------ Passage for review

In Martha Marcy May Marlene—the different names Olsen is called throughout the film—Durkin often seamlessly mixes the current events in Martha’s life with remembrances and incidents from her disturbing past. This presented something of a challenge to Olsen, as it does to the audience who must remain attentive while watching the film.
“This is my second film and I am used to theater which is chronological, so I didn’t understand the idea of shooting out of order,” explains Olsen, who performed in the single take, still-unreleased horror film Silent House, took acting lessons at the Atlantic Theater Company and attended the NYU’s Tisch School of the Arts. “When I found out I got the job, I drew timelines and two different arcs and how to structure it specifically for myself so I had a guide. I always had the scenes with pieces of paper and I wrote on it everything that affects the scene that I could and take them under consideration.”
Durkin’s take on his highly effective storytelling method may surprise some. “I usually don’t like nonlinear movies,” the bearded filmmaker confesses. “It just needed to be told this way. I just created this perspective and psychology and being lost with Martha was at the center of everything, so this had to be that way. But I traditionally prefer things that are more linear. I never thought of the film as having flashbacks and I don’t think of it as linear, either.”
It’s no surprise that Martha Marcy May Marlene has jumpstarted both Durkin and Olsen’s careers. Durkin, who was selected by Filmmaker Magazine as one of the “25 New Faces of Independent Film,” and partner Josh Mond have had a busy schedule since they formed Borderline Films, which includes developing features, filming music videos and shooting commercials for Bloomingdales, CitiBank and other companies.
Olsen already has several features under her belt, some of them completed after the Richter Scale went haywire following Martha Marcy May Marlene’s debut at Sundance. Among them: the dramedy Peace, Love & Misunderstanding with Jane Fonda and Catherine Keener; Red Nights, a paranormal thriller with Robert De Niro and Sigourney Weaver; and Liberal Arts, a romantic comedy with Zac Efron.

------------

Copy out the passage about the film Martha Marcy May Marlene word for word, in full, from start to finish.

------ Provided records

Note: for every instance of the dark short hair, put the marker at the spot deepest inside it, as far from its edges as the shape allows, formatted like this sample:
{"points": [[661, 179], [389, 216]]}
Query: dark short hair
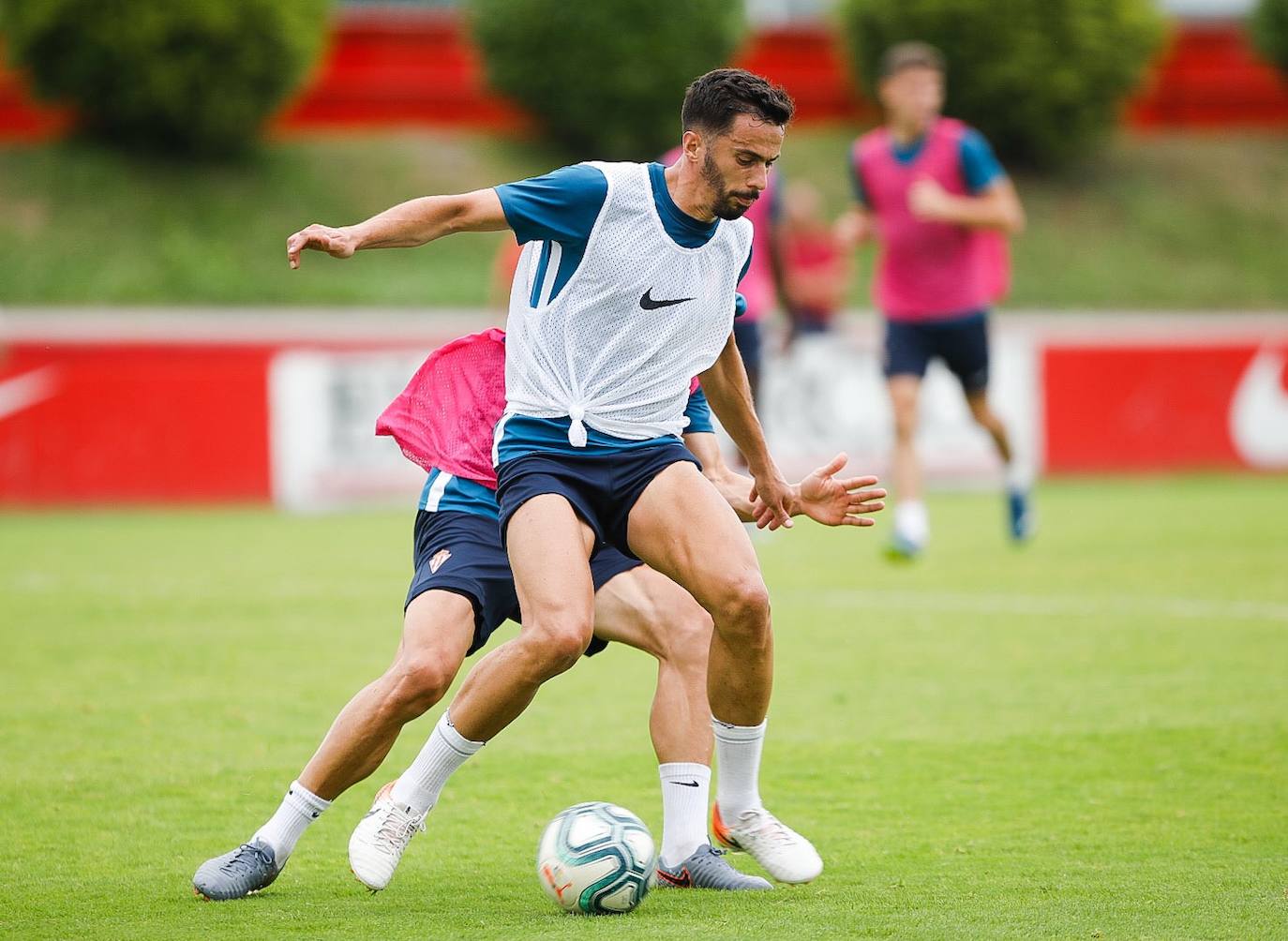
{"points": [[715, 99], [911, 55]]}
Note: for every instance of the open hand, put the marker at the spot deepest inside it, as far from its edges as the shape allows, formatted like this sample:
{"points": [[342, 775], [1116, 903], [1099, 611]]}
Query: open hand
{"points": [[839, 500], [335, 242], [929, 201]]}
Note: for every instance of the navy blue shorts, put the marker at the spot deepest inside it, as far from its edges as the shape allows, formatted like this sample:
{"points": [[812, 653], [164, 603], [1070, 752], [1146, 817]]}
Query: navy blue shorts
{"points": [[461, 552], [960, 341], [600, 488]]}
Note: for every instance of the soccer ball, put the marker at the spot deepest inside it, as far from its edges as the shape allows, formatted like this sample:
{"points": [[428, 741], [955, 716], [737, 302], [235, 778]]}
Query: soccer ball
{"points": [[596, 859]]}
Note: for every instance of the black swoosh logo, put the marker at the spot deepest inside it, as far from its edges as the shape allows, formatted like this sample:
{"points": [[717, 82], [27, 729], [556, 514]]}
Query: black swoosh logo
{"points": [[650, 304]]}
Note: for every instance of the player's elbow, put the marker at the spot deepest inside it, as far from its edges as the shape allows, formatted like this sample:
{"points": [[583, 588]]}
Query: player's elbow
{"points": [[1016, 221]]}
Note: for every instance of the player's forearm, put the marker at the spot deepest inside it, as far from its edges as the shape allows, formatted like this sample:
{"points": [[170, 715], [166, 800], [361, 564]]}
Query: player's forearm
{"points": [[736, 488], [991, 211], [421, 220], [409, 224]]}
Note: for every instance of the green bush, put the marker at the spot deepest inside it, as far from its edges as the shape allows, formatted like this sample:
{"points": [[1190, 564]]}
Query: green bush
{"points": [[606, 78], [1270, 31], [172, 75], [1041, 79]]}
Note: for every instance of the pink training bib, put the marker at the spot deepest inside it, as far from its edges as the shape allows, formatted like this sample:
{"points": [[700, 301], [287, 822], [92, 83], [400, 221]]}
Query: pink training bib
{"points": [[927, 271], [446, 416]]}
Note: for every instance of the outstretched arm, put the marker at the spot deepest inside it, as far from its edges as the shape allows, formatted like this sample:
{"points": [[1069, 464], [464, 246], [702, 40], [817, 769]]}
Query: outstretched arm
{"points": [[832, 500], [996, 207], [729, 394], [405, 226]]}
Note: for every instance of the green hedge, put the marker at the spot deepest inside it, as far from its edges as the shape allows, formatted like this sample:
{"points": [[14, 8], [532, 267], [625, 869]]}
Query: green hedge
{"points": [[606, 78], [1270, 31], [1042, 79], [196, 76]]}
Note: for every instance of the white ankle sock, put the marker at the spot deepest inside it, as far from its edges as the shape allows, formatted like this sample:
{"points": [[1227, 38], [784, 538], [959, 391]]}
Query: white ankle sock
{"points": [[446, 751], [685, 793], [912, 521], [299, 809], [738, 754]]}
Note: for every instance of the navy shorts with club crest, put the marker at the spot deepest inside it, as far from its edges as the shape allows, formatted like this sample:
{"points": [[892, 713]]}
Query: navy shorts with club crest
{"points": [[960, 341], [461, 552], [602, 488]]}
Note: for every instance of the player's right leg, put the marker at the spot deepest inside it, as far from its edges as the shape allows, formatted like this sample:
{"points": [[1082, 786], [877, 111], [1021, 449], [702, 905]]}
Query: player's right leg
{"points": [[438, 628], [906, 354], [647, 610], [549, 547], [709, 552]]}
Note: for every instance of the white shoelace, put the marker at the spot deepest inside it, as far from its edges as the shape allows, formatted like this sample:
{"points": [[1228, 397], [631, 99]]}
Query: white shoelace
{"points": [[397, 829], [771, 829]]}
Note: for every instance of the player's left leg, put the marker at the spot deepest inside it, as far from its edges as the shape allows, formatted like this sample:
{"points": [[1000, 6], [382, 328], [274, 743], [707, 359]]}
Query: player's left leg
{"points": [[965, 349], [708, 551], [646, 610]]}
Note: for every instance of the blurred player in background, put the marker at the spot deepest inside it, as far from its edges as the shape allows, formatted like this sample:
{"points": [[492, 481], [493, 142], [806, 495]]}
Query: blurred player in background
{"points": [[462, 590], [816, 265], [932, 192]]}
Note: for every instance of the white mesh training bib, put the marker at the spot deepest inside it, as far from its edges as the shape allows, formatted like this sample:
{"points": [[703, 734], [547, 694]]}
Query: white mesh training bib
{"points": [[637, 320]]}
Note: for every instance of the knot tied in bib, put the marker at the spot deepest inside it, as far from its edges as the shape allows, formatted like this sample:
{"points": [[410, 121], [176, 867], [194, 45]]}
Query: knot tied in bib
{"points": [[576, 429]]}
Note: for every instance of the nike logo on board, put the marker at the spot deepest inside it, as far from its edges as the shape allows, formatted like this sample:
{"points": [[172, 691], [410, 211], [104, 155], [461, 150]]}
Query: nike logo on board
{"points": [[650, 304]]}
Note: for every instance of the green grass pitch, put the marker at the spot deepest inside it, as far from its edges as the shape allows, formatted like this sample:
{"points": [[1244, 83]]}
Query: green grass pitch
{"points": [[1087, 738]]}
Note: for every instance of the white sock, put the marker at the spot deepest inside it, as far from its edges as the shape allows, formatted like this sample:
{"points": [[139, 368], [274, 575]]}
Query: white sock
{"points": [[738, 754], [446, 751], [685, 792], [1018, 476], [299, 809], [912, 521]]}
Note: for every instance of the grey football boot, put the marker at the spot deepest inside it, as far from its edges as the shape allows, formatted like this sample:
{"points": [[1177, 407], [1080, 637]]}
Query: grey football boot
{"points": [[706, 868], [247, 869]]}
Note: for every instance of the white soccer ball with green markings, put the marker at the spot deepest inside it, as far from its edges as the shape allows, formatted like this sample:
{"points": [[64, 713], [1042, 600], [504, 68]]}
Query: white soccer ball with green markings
{"points": [[596, 859]]}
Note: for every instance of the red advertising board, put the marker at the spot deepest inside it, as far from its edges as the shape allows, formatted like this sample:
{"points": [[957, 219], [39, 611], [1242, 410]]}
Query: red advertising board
{"points": [[1164, 406], [133, 421]]}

------------

Response to the task:
In Martha Marcy May Marlene—the different names Olsen is called throughout the film—Durkin often seamlessly mixes the current events in Martha’s life with remembrances and incidents from her disturbing past. This presented something of a challenge to Olsen, as it does to the audience who must remain attentive while watching the film.
“This is my second film and I am used to theater which is chronological, so I didn’t understand the idea of shooting out of order,” explains Olsen, who performed in the single take, still-unreleased horror film Silent House, took acting lessons at the Atlantic Theater Company and attended the NYU’s Tisch School of the Arts. “When I found out I got the job, I drew timelines and two different arcs and how to structure it specifically for myself so I had a guide. I always had the scenes with pieces of paper and I wrote on it everything that affects the scene that I could and take them under consideration.”
Durkin’s take on his highly effective storytelling method may surprise some. “I usually don’t like nonlinear movies,” the bearded filmmaker confesses. “It just needed to be told this way. I just created this perspective and psychology and being lost with Martha was at the center of everything, so this had to be that way. But I traditionally prefer things that are more linear. I never thought of the film as having flashbacks and I don’t think of it as linear, either.”
It’s no surprise that Martha Marcy May Marlene has jumpstarted both Durkin and Olsen’s careers. Durkin, who was selected by Filmmaker Magazine as one of the “25 New Faces of Independent Film,” and partner Josh Mond have had a busy schedule since they formed Borderline Films, which includes developing features, filming music videos and shooting commercials for Bloomingdales, CitiBank and other companies.
Olsen already has several features under her belt, some of them completed after the Richter Scale went haywire following Martha Marcy May Marlene’s debut at Sundance. Among them: the dramedy Peace, Love & Misunderstanding with Jane Fonda and Catherine Keener; Red Nights, a paranormal thriller with Robert De Niro and Sigourney Weaver; and Liberal Arts, a romantic comedy with Zac Efron.